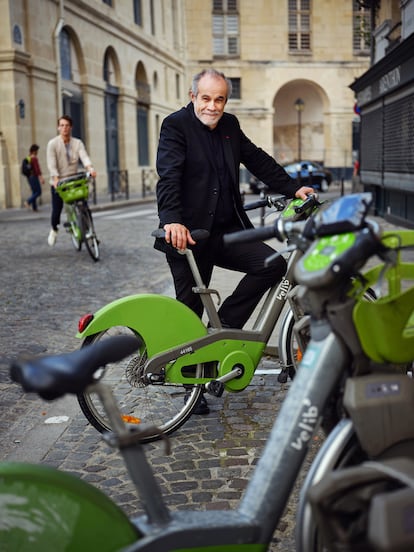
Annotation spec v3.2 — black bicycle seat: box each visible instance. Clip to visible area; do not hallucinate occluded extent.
[10,335,140,400]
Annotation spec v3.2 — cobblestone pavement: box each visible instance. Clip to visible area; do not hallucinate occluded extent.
[0,188,410,550]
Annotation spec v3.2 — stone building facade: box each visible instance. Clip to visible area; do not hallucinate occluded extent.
[350,0,414,226]
[0,0,370,209]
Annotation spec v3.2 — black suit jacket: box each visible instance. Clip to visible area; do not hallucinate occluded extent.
[155,102,300,252]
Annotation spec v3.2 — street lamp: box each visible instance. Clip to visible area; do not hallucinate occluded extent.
[294,98,305,162]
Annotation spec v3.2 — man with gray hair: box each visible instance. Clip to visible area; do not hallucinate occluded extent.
[155,69,313,413]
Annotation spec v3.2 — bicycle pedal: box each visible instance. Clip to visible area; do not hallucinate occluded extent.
[63,222,71,228]
[205,380,224,397]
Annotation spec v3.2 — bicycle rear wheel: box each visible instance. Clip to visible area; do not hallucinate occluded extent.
[79,202,100,262]
[77,326,206,442]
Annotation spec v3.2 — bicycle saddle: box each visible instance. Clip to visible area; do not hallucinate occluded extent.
[10,335,140,400]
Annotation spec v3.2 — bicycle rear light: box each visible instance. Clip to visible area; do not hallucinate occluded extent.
[78,313,94,332]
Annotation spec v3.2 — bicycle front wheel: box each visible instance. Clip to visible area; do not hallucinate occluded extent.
[77,326,205,442]
[279,287,377,381]
[278,308,307,381]
[298,421,414,552]
[65,204,82,251]
[79,203,100,262]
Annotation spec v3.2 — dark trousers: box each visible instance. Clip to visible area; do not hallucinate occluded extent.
[50,186,64,230]
[166,228,287,329]
[27,176,42,211]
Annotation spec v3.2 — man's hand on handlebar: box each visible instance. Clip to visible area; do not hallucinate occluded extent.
[87,166,97,179]
[163,223,196,251]
[295,186,315,200]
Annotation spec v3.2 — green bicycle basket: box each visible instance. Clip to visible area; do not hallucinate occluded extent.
[56,173,89,203]
[353,230,414,365]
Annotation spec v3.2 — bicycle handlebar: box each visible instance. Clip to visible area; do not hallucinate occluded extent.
[151,229,210,241]
[57,171,93,186]
[243,195,286,212]
[224,195,319,246]
[224,225,278,245]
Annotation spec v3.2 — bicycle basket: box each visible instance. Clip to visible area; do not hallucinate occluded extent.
[56,174,89,203]
[353,230,414,365]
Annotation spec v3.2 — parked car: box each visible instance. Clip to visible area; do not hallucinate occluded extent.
[282,161,333,192]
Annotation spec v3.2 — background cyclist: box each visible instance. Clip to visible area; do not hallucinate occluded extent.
[46,115,96,247]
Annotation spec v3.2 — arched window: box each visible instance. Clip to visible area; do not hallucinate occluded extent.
[58,27,84,140]
[103,49,120,192]
[13,25,22,45]
[60,28,72,80]
[136,64,150,166]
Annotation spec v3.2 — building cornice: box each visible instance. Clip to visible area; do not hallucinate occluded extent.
[65,0,185,70]
[350,33,414,92]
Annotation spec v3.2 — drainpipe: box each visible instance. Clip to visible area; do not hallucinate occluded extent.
[54,0,64,114]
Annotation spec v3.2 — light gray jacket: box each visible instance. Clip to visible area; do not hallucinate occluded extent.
[46,135,93,182]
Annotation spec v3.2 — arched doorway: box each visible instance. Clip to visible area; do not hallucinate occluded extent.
[135,62,150,167]
[273,80,328,165]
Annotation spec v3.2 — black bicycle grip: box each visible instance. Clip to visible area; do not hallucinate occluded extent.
[293,194,320,216]
[152,228,210,241]
[224,225,277,245]
[243,199,269,211]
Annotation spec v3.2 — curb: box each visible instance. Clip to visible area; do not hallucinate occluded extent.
[0,195,156,222]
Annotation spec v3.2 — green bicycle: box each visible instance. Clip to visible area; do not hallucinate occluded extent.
[56,171,100,262]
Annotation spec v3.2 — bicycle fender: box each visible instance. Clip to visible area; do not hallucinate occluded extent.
[0,462,139,551]
[77,293,208,356]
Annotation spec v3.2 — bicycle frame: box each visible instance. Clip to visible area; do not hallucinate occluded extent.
[78,197,315,390]
[77,240,302,390]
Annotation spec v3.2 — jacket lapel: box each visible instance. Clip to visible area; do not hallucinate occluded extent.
[186,102,236,184]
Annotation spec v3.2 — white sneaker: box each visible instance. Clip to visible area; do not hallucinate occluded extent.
[48,229,58,246]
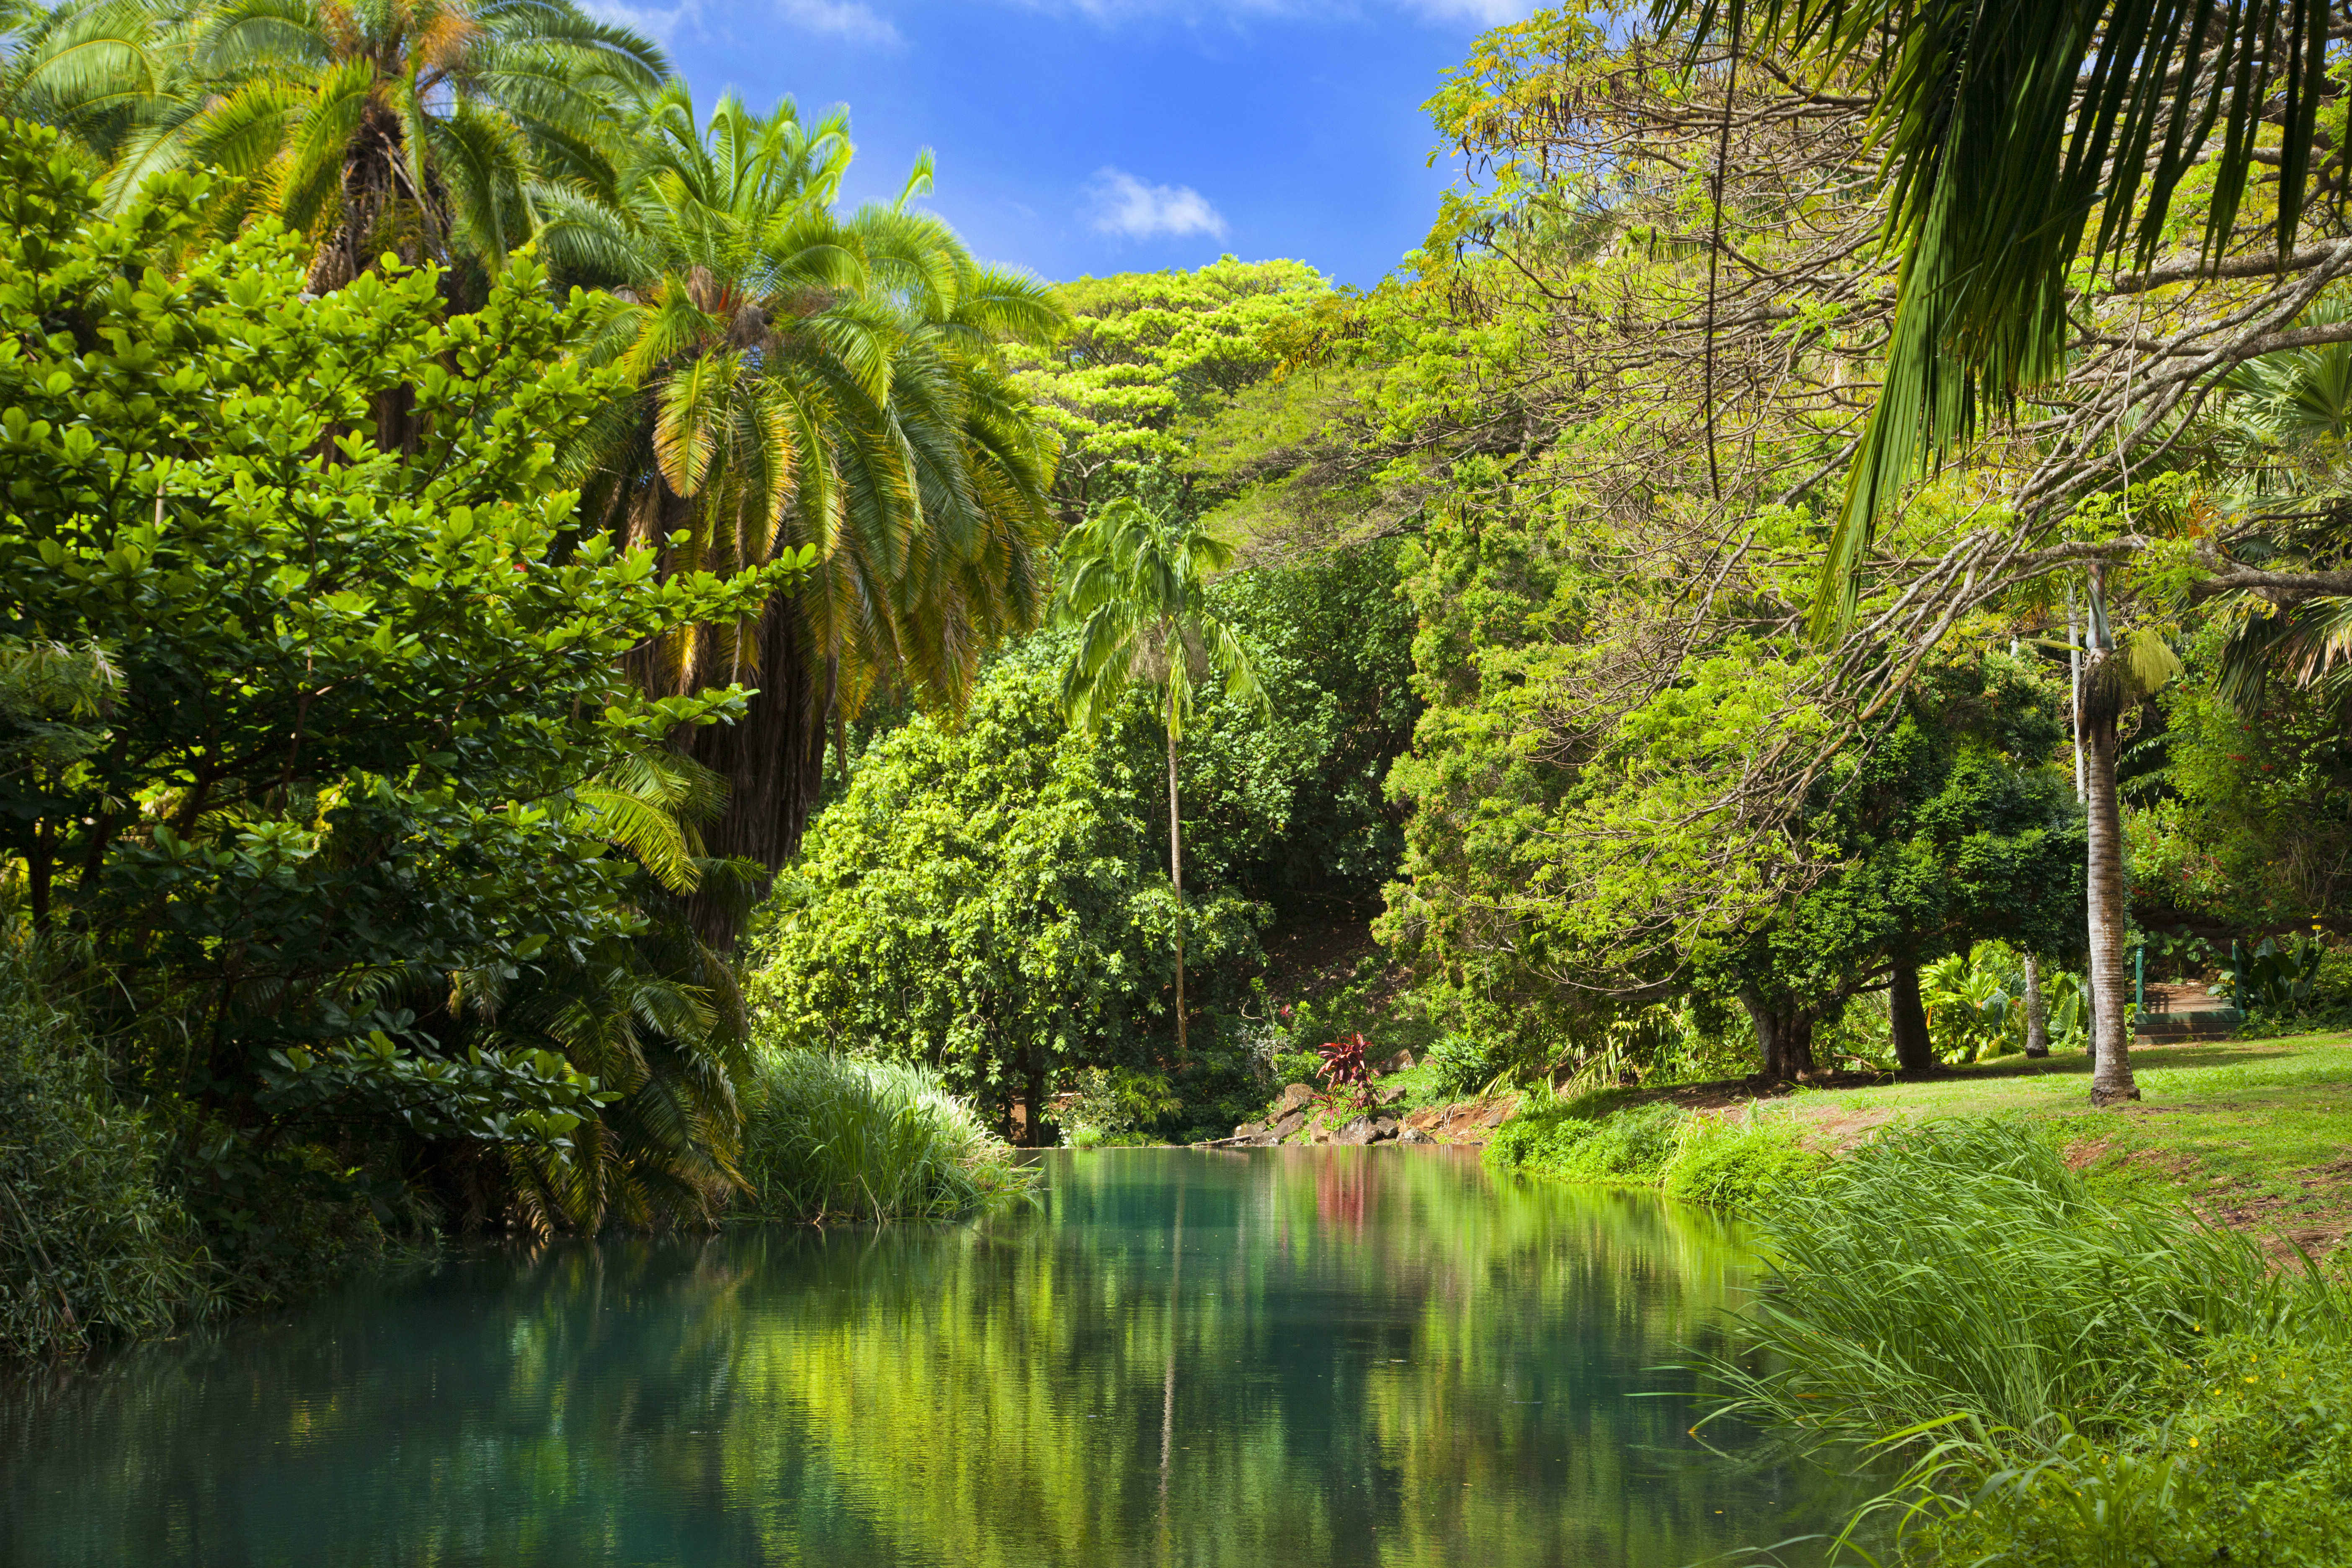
- - -
## [DESCRIPTION OF THE TASK]
No pictures belong in the copy. Repeat the entries exactly.

## [REPLY TO THE TASK]
Annotation spec v3.2 — black bicycle seat: box each visible instance. Clip to visible area; do not hallucinate occluded extent.
[10,335,140,400]
Annotation spec v3.2 — cobblestone pavement: box each visible instance. Clip to visible area; do not hallucinate occluded extent.
[0,188,410,550]
Annotation spec v3.2 — stone building facade: box each visible instance. Clip to visible area; do not hallucinate occluded extent.
[350,0,414,226]
[0,0,370,209]
Annotation spec v3.2 — black suit jacket: box each visible instance. Clip to visible area; do not hallucinate occluded extent.
[155,102,300,252]
Annotation spec v3.2 — street lamp: box each visible instance. Clip to visible area; do not hallucinate occluded extent.
[294,98,305,162]
Annotation spec v3.2 — man with gray hair: box each visible instance. Clip to visible area; do not hallucinate occluded extent.
[155,69,313,413]
Annotation spec v3.2 — bicycle pedal: box each visible instance. Clip to visible area; do not hallucinate occluded extent.
[63,222,71,228]
[205,380,224,397]
Annotation spec v3.2 — bicycle rear wheel: box each visible instance. Clip to visible area; do not hallucinate occluded extent.
[79,202,100,262]
[77,326,206,442]
Annotation spec v3.2 — bicycle saddle: box each visible instance. Clip to visible area; do not hallucinate occluded extent.
[10,335,140,400]
Annotation spec v3.2 — bicycle rear light: box each visible instance. Clip to visible area; do not hallucinate occluded extent.
[78,313,94,332]
Annotation spec v3.2 — bicycle front wheel: box each visible instance. Clip to visible area; do not hallucinate occluded extent.
[77,326,205,442]
[279,287,377,381]
[278,308,307,381]
[298,421,414,552]
[65,204,82,251]
[79,203,100,262]
Annotation spec v3.2 — dark trousers: box each visible instance. Clip to visible area; do not hallucinate occluded extent.
[50,186,64,230]
[166,228,287,329]
[27,176,42,211]
Annotation spec v3.2 — man's hand on handlebar: box each visible instance. Clip to visible area; do not hallucinate occluded extent.
[87,166,97,179]
[163,223,196,251]
[295,186,315,200]
Annotation spec v3.2 — green bicycle basket: box each visible instance. Clip to visible area; do not hallucinate occluded extent.
[56,173,89,203]
[353,230,414,365]
Annotation spec v3.2 — bicycle handlebar: box each visible instance. Clip to visible area; do not hallucinate occluded extent.
[151,229,210,241]
[57,171,93,186]
[243,195,286,212]
[224,195,319,246]
[224,225,278,245]
Annotation spec v3.2 — bicycle basket: box each visible instance. Clip to visible area; do not hallucinate occluded extent.
[56,174,89,203]
[353,230,414,365]
Annotation spec v3.2 — parked car: box each visible instance. Clip to visible area; do not hallucinate occluded extent.
[282,161,333,192]
Annotation spec v3.2 — background cyclist: box each visible instance. Clip to visible area; do not hallucinate occluded extent.
[46,115,96,247]
Annotation spec v3.2 — arched window: box each visible instance. Clip to visible area; do not hallucinate occluded extent.
[58,27,84,140]
[103,49,120,192]
[13,25,22,45]
[60,28,72,80]
[136,64,150,166]
Annotation spec v3.2 — building cornice: box each visible instance. Clip to visible area; do not hallucinate occluded extent.
[65,0,185,70]
[350,33,414,92]
Annotation spec v3.2 — drainpipe: box each visible instance. Clip to visible area; do not hallucinate occluded extent.
[54,0,64,114]
Annotation spec v3.2 — light gray jacket: box each visible instance. Clip to visible area; do not hallucinate occluded extent.
[46,135,93,182]
Annotation spec v3.2 — arched doorway: box each visible instance. Clip to visible area; do not hallucinate occluded extent.
[135,62,150,167]
[273,80,328,165]
Annotation spec v3.2 — black bicycle grip: box each visible instance. Clip to visible area; do not hallucinate occluded extent.
[293,194,320,216]
[152,228,210,241]
[224,225,277,245]
[243,199,269,211]
Annotation spec v3.2 — curb: box each visible instance. Clip to visible area; do not hallucinate occluded extent.
[0,195,156,222]
Annotation spec v3.2 — green bicycle: box each visible instance. Clip to visible area; do not hallucinate occluded extent.
[56,171,100,262]
Annotation spec v3.2 — bicycle fender: box each visible instance. Clip to visible area; do not hallucinate occluded extent.
[0,462,139,551]
[77,293,208,356]
Annotation spec v3.2 — bicycle frame: box each visible instance. Clip to visible area; do not hallucinate occluded extent.
[78,197,315,390]
[77,240,302,390]
Annotation spec v3.2 — jacket lapel: box each visible instance. Clip to visible area; do not hallucinate occluded extent.
[186,102,236,184]
Annotation spec v3.2 — white sneaker: box each visible instance. Clip to visible area; do not hallucinate occluded extent.
[48,229,58,246]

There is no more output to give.